→ **Data**:

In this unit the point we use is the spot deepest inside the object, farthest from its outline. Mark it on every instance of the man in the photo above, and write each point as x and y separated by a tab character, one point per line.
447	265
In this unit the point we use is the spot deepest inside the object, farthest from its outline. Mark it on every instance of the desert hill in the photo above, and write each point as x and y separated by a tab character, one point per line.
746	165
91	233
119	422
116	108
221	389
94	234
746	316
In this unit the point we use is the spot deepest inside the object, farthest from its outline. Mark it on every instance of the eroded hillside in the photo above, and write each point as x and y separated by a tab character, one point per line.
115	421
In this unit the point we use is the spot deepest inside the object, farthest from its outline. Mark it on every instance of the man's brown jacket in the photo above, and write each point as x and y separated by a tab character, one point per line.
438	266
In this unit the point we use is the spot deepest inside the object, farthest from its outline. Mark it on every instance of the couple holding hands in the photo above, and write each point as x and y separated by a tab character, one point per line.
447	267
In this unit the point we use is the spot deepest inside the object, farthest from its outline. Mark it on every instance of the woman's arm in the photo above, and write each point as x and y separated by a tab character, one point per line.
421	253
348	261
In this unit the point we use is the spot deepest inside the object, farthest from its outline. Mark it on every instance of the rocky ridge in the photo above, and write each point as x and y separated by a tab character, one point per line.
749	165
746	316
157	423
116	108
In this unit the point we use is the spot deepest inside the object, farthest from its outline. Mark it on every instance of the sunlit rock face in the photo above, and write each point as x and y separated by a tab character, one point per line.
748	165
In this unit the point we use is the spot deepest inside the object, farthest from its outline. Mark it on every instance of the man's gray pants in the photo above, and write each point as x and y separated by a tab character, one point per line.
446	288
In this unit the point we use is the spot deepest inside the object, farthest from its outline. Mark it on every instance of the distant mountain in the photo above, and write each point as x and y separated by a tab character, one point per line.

→ **Required work**: Reproduce the entries exactly as they appear.

→ **Solved problem**:
In this unit the point we use is the spot deepest inside the object, farthest from its outline. Mark it on every instance of the man in the photo above, and write each point as x and y separated by a tab character, one point per line.
447	265
In this unit the point we use is the spot deepest inside the object, farthest from its outline. Mark it on every instance of the desert hill in the photo above, and write each point as x and y separated by a tab character, one point per line.
746	165
91	233
119	422
116	108
221	389
94	234
746	316
In this unit the point we use is the spot deepest inside the object, farthest from its outline. Mark it on every instance of the eroded hillside in the photo above, and write each point as x and y separated by a tab character, one point per line.
115	421
In this unit the point we use is the spot deepest inside the object, farthest from its outline. Mark it on every instance of the man's brown jacket in the photo above, and write each point as x and y separated by a tab character, one point per line.
438	266
In this unit the point we use is the spot deepest inside the object, farthest from its outline. Mark it on every instance of the couple holding hands in the photo above, and write each point as x and y separated by a tab character, one point per line.
447	267
In this unit the point we use is the spot deepest inside the object, farthest from its outline. Mark it on every instance of the woman's arm in the photo above, and write each point as x and y separated by a tab character, one point per line.
421	253
348	261
In this unit the point we use is the spot deepest inside the object, farthest from its outline. Mark it on every instance of the rocky ridge in the photo above, and write each point as x and y separated by a tab character, one point per line.
749	165
746	316
157	423
116	108
In this unit the point we use is the spot deepest inside the object, farthest from its outline. Mark it on every instance of the sunlit rock face in the photo above, and write each point as x and y separated by a tab character, one point per line.
748	165
In this unit the point we use is the spot deepest inside the object, farthest from its outline. Mark it on every instance of the man's gray pants in the photo above, and write each point as x and y separated by a tab character, one point per line.
446	288
In this unit the point we use is the spot deepest inside the object, farthest from its outline. Mark it on every instance of the distant mountain in the photo above, and write each point as x and y separated by a tab character, one point per line.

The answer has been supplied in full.